_SUPPLIED ENTRIES_
--------
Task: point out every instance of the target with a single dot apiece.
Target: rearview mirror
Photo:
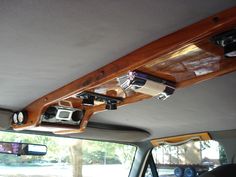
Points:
(22, 148)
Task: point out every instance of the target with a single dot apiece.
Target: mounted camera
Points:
(149, 85)
(227, 40)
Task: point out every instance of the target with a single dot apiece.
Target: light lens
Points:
(14, 117)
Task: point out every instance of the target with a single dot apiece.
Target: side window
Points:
(189, 159)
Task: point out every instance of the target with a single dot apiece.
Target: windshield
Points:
(67, 157)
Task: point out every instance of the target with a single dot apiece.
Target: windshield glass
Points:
(67, 157)
(195, 157)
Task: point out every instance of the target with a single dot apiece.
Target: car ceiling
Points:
(46, 44)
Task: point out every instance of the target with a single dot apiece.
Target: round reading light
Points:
(89, 101)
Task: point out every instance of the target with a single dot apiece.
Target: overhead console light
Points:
(149, 85)
(227, 40)
(63, 115)
(19, 118)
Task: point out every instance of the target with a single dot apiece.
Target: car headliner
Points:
--------
With the line that contains "Target: overhead console light" as the start, output every line through the end of the entries exactly. Add no other lines.

_RESPONSE BELOW_
Target: overhead console light
Points:
(149, 85)
(227, 40)
(63, 115)
(19, 118)
Task: point out every instance of the target with a single dot apiece.
Target: car headliner
Points:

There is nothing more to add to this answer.